● **OBJECTIVE**
Recast the material below, from the line containing "Please trace the outline of every instance of the sunglasses." through the end of the material, as a Markdown table with the columns Row and Line. Put a row number under Row and the line itself under Line, and skip blank lines.

— START OF RECORD EXCERPTS —

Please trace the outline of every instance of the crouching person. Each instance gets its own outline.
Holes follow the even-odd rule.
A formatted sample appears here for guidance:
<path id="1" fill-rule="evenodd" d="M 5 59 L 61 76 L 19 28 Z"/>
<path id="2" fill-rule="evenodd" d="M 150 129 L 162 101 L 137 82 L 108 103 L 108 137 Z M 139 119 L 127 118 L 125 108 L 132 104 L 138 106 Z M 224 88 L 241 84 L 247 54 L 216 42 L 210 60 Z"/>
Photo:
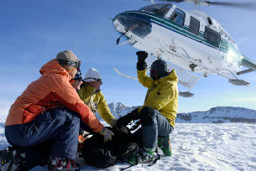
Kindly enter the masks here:
<path id="1" fill-rule="evenodd" d="M 157 146 L 165 155 L 171 155 L 169 134 L 175 127 L 178 109 L 178 78 L 175 70 L 169 72 L 167 64 L 162 60 L 155 60 L 150 68 L 150 77 L 146 75 L 148 54 L 144 51 L 138 55 L 138 81 L 149 88 L 144 104 L 131 113 L 120 117 L 118 127 L 126 126 L 133 120 L 140 119 L 141 127 L 134 132 L 134 137 L 140 144 L 138 156 L 133 153 L 128 158 L 135 163 L 151 162 Z"/>
<path id="2" fill-rule="evenodd" d="M 50 170 L 79 170 L 74 158 L 80 121 L 107 138 L 113 135 L 71 86 L 79 67 L 72 51 L 60 52 L 17 98 L 5 123 L 6 138 L 13 147 L 1 151 L 1 170 L 29 170 L 47 163 Z"/>
<path id="3" fill-rule="evenodd" d="M 115 127 L 117 119 L 112 115 L 107 101 L 101 91 L 102 85 L 101 74 L 94 68 L 90 68 L 83 79 L 83 84 L 77 90 L 80 98 L 87 105 L 93 113 L 98 111 L 100 117 L 110 126 Z M 91 132 L 86 126 L 81 123 L 80 135 L 83 136 L 83 131 Z M 121 127 L 121 131 L 128 133 L 126 127 Z M 80 137 L 80 138 L 82 137 Z M 82 142 L 82 140 L 81 141 Z"/>

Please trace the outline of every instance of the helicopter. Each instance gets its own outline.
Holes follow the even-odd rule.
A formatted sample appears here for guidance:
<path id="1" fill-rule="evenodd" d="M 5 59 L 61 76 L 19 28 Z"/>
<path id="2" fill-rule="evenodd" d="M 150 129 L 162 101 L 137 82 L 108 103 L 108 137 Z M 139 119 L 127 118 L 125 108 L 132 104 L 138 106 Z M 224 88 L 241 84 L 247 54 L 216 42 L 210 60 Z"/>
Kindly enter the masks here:
<path id="1" fill-rule="evenodd" d="M 250 85 L 238 76 L 255 71 L 256 62 L 241 54 L 235 41 L 217 21 L 198 9 L 201 4 L 242 8 L 254 8 L 255 4 L 201 0 L 151 2 L 151 5 L 125 11 L 112 19 L 114 28 L 121 34 L 117 45 L 128 44 L 148 52 L 148 64 L 157 59 L 167 61 L 169 68 L 175 70 L 179 84 L 189 89 L 180 91 L 183 97 L 193 96 L 191 90 L 200 78 L 208 75 L 223 76 L 235 86 Z M 166 2 L 193 3 L 196 9 L 186 11 Z M 119 44 L 123 36 L 126 41 Z M 242 66 L 245 68 L 243 70 Z M 138 80 L 115 70 L 122 76 Z"/>

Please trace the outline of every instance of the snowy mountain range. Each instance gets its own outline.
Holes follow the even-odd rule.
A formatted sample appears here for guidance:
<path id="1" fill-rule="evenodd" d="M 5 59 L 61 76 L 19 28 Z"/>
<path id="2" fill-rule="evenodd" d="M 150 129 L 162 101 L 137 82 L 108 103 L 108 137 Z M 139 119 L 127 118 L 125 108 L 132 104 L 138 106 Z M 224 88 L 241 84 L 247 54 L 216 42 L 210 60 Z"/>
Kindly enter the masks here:
<path id="1" fill-rule="evenodd" d="M 119 118 L 131 112 L 138 106 L 127 106 L 121 102 L 110 103 L 108 107 L 112 114 Z M 99 115 L 97 113 L 100 120 Z M 178 113 L 176 122 L 180 123 L 226 123 L 226 122 L 246 122 L 256 123 L 256 111 L 232 106 L 217 106 L 206 111 L 194 111 L 188 113 Z"/>

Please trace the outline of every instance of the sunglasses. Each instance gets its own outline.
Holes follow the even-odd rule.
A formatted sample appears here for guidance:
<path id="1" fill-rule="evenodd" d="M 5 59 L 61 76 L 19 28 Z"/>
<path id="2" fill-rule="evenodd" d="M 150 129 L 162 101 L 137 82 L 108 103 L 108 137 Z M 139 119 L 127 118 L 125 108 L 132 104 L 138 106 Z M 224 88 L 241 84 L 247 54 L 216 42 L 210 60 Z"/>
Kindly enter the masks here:
<path id="1" fill-rule="evenodd" d="M 76 68 L 80 68 L 81 65 L 81 61 L 74 62 L 74 61 L 63 60 L 58 60 L 58 61 L 60 65 L 70 65 L 70 66 L 75 66 Z"/>
<path id="2" fill-rule="evenodd" d="M 86 82 L 86 80 L 87 80 L 87 79 L 93 79 L 93 80 L 97 80 L 97 81 L 99 81 L 99 82 L 102 82 L 102 79 L 96 79 L 96 78 L 91 78 L 91 77 L 83 80 L 83 81 Z"/>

— END OF RECORD EXCERPTS —

● **RESULT BELOW**
| Row | Line |
|---|---|
| 1 | Please trace the outline of every instance of the sunglasses. Each instance gets its own outline. |
| 2 | Holes follow the even-odd rule. |
| 3 | A formatted sample appears here for guidance: |
| 4 | <path id="1" fill-rule="evenodd" d="M 5 59 L 61 76 L 19 28 Z"/> |
| 5 | <path id="2" fill-rule="evenodd" d="M 150 129 L 162 101 L 137 82 L 108 103 L 108 137 Z M 139 119 L 127 118 L 125 108 L 132 104 L 138 106 Z M 224 88 L 241 84 L 247 54 L 216 42 L 210 60 Z"/> |
| 6 | Kindly enter the masks here: |
| 7 | <path id="1" fill-rule="evenodd" d="M 76 68 L 80 68 L 81 65 L 81 61 L 74 62 L 74 61 L 63 60 L 58 60 L 58 61 L 60 65 L 70 65 L 70 66 L 75 66 Z"/> |
| 8 | <path id="2" fill-rule="evenodd" d="M 86 82 L 86 80 L 87 80 L 87 79 L 93 79 L 93 80 L 97 80 L 97 81 L 99 81 L 99 82 L 102 82 L 102 79 L 96 79 L 96 78 L 91 78 L 91 77 L 83 80 L 83 81 Z"/> |